---- SELECTED TEXT

Spot on, Don. Neither the league nor the Ravens seemed particularly interested in taking action befitting the severity of Ray Rice’s crime; they just wanted it to go away, progressively handing out paltry and patronizing punishments and policies as more and more information became public, until at last they could no longer hide behind their feigned ignorance. They don’t deserve credit. They deserve a kick in the balls.
I would take it a step further: no one deserves credit for standing up to an irascible puke like Ray Rice. It’s what’s fucking expected of you, especially if you’re the goddamned NFL.
Tonight, while the Detroit Lions were taking a fifteen-minute break from their otherwise uninterrupted assault upon a thoroughly unprepared New York Giants, Baltimore Ravens coach John Harbaugh strutted out in front of a camera to undertake the unenviable task of announcing the team had fired Ray Rice after reviewing a video in which the star running back can be seen knocking his then-girlfriend completely the fuck out in a Las Vegas elevator. The announcement was sadly — and predictably — tepid:
“After seeing something this morning, seeing the video this morning, we had a chance to get together with Steve, Dick, Ozzie and myself and we had a meeting. It was not a long meeting. We came to the decision we came to to release Ray and that’s what we did,” Harbaugh said. “So you know that. I had a chance to talk with Ray along with Ozzie this afternoon after we did it.”

--------

THE EXERCISE
Print the part of the Ray Rice commentary above from "Spot on, Don." to "in the balls.", word for word.

---- RECORDS SUPPLIED

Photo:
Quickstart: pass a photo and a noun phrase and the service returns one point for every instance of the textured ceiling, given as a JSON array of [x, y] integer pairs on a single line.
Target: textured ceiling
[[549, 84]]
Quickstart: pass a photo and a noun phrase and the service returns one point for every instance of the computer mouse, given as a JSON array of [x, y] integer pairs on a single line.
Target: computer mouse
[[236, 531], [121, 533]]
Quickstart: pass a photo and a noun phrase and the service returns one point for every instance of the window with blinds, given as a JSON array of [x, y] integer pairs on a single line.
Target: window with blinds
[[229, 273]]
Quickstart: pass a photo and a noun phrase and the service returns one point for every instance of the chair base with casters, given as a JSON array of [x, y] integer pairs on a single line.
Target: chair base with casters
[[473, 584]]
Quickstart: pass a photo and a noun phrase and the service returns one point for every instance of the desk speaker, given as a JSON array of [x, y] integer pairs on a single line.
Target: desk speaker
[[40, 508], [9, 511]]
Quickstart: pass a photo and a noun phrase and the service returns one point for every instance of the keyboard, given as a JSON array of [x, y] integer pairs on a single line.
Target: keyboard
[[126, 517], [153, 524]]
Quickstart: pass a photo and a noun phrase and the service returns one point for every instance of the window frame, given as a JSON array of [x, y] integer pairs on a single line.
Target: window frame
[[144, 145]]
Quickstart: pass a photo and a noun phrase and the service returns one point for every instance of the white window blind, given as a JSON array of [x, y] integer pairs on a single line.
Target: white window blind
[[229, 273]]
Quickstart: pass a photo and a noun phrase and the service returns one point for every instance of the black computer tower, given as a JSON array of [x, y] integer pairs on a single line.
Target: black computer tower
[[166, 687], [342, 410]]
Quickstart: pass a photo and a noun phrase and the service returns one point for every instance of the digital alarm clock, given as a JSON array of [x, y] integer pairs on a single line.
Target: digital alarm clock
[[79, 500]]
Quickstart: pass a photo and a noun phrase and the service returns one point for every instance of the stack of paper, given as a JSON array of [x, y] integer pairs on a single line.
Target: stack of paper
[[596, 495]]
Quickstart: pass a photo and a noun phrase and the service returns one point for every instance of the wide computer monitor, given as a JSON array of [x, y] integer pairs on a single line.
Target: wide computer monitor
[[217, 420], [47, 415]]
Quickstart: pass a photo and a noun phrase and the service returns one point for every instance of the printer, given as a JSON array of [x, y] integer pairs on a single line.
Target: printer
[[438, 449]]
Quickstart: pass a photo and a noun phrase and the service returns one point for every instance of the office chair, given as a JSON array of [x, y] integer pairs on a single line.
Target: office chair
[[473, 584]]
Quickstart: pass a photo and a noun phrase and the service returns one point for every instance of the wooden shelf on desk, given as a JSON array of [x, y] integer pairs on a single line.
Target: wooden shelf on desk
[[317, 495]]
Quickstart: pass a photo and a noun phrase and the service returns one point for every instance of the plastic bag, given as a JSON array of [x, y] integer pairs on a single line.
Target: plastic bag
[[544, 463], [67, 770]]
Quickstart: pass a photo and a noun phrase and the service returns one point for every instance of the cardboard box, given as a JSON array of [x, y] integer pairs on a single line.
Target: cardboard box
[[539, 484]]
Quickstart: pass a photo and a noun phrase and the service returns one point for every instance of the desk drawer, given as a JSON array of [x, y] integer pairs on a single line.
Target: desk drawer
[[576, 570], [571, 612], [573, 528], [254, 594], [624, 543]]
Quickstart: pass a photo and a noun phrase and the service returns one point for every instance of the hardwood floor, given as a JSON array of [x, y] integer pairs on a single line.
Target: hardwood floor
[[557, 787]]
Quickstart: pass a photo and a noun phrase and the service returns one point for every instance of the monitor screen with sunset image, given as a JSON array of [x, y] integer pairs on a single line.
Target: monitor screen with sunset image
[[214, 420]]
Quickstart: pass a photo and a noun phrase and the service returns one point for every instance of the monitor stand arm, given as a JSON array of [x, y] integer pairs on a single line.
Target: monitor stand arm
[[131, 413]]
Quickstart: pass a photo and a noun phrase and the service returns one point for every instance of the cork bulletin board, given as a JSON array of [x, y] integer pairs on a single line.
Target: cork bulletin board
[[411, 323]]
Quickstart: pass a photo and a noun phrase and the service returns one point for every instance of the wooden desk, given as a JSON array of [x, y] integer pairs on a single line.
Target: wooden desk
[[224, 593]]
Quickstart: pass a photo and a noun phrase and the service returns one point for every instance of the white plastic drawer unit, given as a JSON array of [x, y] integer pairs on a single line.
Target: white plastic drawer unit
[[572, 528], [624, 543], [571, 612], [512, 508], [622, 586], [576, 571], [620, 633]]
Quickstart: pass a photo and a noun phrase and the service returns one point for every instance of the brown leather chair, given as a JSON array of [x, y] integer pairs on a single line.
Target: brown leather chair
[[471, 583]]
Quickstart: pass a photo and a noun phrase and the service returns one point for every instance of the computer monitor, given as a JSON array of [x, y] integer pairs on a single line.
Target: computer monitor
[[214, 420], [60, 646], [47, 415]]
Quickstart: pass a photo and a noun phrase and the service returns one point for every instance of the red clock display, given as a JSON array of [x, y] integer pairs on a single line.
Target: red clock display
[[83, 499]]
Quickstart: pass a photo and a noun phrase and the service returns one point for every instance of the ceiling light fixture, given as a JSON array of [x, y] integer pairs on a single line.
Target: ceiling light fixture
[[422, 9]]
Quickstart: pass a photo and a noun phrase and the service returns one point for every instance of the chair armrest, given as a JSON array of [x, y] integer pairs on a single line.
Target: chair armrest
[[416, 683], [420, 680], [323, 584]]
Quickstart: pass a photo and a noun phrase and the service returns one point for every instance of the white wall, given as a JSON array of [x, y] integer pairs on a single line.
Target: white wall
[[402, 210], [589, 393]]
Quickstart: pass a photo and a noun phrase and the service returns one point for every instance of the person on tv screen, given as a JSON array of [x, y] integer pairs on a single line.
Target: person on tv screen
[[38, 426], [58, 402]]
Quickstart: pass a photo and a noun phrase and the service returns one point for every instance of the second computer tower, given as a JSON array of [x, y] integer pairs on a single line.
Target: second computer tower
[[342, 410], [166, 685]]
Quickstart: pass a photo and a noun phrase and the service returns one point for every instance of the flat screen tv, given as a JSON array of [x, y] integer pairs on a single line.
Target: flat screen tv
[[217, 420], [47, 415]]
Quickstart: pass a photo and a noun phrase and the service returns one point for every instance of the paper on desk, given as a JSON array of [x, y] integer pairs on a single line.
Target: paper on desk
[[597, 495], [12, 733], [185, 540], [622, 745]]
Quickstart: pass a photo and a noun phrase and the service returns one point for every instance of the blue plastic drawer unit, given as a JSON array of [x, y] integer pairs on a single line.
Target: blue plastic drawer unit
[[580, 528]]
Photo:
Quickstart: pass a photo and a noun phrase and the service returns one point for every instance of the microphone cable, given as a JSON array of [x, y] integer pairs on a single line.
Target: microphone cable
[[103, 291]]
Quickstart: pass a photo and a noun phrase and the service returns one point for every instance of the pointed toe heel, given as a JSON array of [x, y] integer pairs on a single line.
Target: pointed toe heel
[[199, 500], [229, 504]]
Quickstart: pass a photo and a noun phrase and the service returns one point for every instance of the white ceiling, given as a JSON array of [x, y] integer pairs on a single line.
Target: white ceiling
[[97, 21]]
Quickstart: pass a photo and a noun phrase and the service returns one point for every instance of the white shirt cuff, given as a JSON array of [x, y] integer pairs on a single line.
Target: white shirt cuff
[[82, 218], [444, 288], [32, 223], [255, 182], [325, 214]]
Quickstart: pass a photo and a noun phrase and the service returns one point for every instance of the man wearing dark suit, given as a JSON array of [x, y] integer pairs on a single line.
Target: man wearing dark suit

--------

RESULT OF THIS TASK
Spot on, Don. Neither the league nor the Ravens seemed particularly interested in taking action befitting the severity of Ray Rice’s crime; they just wanted it to go away, progressively handing out paltry and patronizing punishments and policies as more and more information became public, until at last they could no longer hide behind their feigned ignorance. They don’t deserve credit. They deserve a kick in the balls.